## To be done
Copy out every line below, from the one holding "Target: chin" through the last line, inclusive, and shift each coordinate in the answers by adding 147 to it.

────────

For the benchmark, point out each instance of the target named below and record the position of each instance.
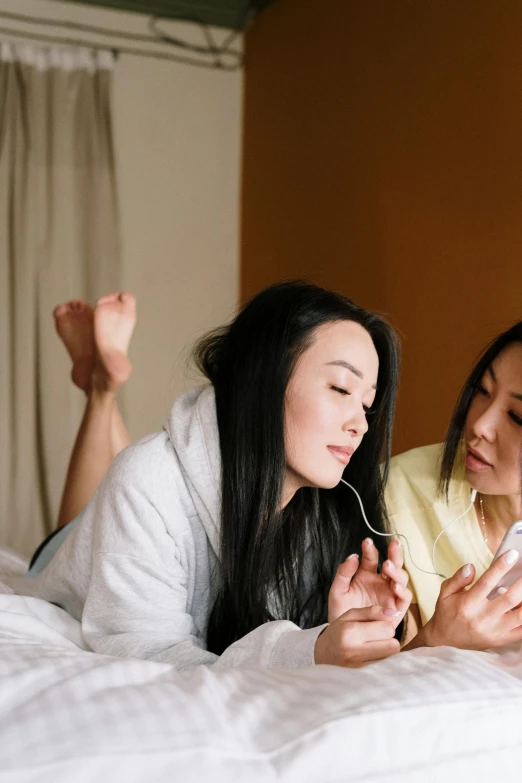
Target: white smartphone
(512, 540)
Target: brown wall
(383, 158)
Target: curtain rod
(157, 37)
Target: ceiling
(232, 14)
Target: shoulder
(149, 460)
(413, 479)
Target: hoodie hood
(193, 432)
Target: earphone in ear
(400, 535)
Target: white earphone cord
(400, 535)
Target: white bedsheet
(70, 715)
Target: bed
(67, 714)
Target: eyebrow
(348, 366)
(513, 394)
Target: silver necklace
(483, 518)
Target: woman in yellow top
(431, 486)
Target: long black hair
(469, 390)
(263, 563)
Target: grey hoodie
(140, 569)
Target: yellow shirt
(417, 511)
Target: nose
(357, 423)
(485, 425)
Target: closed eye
(367, 410)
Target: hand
(465, 618)
(356, 586)
(357, 637)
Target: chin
(325, 481)
(484, 484)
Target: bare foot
(74, 324)
(114, 321)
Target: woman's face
(493, 430)
(332, 388)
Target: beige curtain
(58, 241)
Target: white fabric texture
(141, 569)
(69, 715)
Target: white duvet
(70, 715)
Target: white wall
(177, 135)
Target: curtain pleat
(59, 240)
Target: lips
(342, 453)
(476, 462)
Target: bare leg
(102, 433)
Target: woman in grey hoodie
(228, 539)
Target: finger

────────

## Response to this exercise
Target: chin
(472, 628)
(631, 631)
Target: bare foot
(221, 471)
(261, 468)
Target: woman's face
(640, 577)
(479, 535)
Target: beige curtain
(205, 388)
Target: white fabric texture
(288, 716)
(216, 862)
Target: white duvet
(217, 862)
Target: white wall
(324, 282)
Target: curtain pleat
(206, 387)
Target: lips
(489, 600)
(623, 609)
Target: bare leg
(249, 580)
Target: woman in grey hoodie
(375, 686)
Target: finger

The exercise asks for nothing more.